++++ SUPPLIED ENTRIES

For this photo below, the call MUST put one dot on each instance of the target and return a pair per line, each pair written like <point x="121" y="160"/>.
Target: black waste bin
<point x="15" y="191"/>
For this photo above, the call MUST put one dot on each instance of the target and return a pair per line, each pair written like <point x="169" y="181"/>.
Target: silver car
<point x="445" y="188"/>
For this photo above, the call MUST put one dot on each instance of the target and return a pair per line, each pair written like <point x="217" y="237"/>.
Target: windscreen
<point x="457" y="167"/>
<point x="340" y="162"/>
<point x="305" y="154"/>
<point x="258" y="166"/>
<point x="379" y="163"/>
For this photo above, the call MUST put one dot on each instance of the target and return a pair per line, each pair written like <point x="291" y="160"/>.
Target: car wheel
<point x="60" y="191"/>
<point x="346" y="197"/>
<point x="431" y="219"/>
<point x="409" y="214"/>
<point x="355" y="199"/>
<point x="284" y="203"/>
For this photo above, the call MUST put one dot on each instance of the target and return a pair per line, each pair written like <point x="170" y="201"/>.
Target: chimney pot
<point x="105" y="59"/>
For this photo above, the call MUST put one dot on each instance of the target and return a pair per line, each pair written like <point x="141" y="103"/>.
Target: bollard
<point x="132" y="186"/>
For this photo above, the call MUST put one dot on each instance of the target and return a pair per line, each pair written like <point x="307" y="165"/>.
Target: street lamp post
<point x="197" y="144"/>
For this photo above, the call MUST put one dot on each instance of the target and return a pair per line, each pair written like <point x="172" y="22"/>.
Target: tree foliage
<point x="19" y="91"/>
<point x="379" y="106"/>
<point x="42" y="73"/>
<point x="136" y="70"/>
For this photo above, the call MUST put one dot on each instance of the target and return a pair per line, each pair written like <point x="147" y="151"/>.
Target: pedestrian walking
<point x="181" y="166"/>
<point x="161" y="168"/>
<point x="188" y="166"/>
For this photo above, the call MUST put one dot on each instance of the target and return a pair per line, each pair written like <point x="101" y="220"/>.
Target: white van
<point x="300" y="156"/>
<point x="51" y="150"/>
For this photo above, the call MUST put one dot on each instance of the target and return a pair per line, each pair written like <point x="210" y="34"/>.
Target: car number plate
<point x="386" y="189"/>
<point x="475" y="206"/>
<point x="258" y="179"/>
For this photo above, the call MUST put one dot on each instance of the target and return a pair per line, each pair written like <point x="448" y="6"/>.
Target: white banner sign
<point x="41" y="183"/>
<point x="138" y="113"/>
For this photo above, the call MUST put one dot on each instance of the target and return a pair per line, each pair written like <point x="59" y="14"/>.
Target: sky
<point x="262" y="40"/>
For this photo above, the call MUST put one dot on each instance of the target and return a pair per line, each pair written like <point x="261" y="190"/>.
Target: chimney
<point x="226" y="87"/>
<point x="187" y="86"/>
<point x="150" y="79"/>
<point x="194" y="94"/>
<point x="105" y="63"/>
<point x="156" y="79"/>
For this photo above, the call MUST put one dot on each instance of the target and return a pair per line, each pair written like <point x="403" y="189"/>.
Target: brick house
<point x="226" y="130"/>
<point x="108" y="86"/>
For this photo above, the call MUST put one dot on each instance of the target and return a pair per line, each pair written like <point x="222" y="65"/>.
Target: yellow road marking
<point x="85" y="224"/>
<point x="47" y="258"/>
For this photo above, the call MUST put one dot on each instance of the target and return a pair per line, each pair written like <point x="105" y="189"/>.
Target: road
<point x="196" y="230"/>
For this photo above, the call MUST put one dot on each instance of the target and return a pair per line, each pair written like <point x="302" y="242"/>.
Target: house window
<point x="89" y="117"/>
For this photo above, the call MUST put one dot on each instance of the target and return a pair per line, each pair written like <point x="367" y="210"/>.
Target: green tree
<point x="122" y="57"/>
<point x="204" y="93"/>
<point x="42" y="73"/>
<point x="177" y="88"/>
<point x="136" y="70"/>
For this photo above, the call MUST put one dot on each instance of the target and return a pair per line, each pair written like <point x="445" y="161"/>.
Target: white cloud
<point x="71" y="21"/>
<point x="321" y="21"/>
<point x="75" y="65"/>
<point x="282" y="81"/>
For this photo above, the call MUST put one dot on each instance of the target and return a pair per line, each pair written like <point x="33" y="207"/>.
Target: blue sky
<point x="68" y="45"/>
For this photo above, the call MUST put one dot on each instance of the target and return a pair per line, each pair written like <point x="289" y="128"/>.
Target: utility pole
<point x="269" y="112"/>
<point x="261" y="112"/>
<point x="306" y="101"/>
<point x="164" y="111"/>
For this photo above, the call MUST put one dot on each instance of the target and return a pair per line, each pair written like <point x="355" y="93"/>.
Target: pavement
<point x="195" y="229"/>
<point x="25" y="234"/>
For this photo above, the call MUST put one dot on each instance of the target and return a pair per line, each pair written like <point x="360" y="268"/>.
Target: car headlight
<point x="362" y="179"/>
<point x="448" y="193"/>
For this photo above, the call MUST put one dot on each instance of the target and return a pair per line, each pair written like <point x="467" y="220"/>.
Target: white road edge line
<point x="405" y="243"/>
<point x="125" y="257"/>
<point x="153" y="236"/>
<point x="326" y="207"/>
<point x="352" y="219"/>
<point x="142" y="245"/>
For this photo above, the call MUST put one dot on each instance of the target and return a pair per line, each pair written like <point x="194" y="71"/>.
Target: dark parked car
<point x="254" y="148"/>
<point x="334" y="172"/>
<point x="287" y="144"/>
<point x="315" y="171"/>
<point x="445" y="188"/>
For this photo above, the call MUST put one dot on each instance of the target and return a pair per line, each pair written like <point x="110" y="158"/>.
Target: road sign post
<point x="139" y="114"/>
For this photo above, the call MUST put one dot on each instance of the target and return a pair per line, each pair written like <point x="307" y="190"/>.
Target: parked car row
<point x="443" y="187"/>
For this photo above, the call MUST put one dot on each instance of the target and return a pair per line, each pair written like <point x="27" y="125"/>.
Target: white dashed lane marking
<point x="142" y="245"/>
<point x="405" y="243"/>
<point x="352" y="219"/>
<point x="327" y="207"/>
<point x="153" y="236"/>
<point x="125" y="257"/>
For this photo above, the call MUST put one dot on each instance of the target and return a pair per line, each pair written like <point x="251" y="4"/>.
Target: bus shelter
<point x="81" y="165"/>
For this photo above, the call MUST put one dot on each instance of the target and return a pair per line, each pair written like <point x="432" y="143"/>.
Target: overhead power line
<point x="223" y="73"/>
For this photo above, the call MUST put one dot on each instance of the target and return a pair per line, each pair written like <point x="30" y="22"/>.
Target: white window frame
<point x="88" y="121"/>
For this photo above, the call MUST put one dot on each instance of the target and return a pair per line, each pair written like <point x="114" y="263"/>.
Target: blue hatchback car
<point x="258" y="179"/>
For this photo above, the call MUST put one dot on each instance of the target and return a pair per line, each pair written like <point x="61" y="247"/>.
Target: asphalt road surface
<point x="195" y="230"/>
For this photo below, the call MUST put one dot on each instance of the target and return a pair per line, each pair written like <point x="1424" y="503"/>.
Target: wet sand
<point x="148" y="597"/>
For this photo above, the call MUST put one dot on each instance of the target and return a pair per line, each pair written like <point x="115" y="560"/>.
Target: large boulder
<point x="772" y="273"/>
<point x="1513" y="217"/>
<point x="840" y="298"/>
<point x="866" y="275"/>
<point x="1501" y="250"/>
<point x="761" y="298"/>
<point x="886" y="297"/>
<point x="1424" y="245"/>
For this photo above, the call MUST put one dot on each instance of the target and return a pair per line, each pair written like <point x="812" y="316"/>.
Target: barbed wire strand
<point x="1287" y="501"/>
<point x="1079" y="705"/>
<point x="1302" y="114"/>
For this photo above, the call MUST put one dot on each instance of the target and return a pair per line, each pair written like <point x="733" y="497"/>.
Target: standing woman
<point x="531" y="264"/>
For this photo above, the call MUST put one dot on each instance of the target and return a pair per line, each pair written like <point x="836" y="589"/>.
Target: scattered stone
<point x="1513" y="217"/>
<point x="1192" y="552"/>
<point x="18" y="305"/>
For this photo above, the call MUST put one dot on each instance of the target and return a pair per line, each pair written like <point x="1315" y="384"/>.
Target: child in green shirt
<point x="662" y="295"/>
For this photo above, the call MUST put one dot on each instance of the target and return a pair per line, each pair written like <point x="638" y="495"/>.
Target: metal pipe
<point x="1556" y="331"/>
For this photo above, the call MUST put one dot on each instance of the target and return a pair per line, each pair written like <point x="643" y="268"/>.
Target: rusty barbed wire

++++++++

EXERCISE DIRECTIONS: Pull out every line from the entries above that contains the string "sign", with case counting in the match.

PROBLEM SOLUTION:
Target: white banner sign
Target: road sign post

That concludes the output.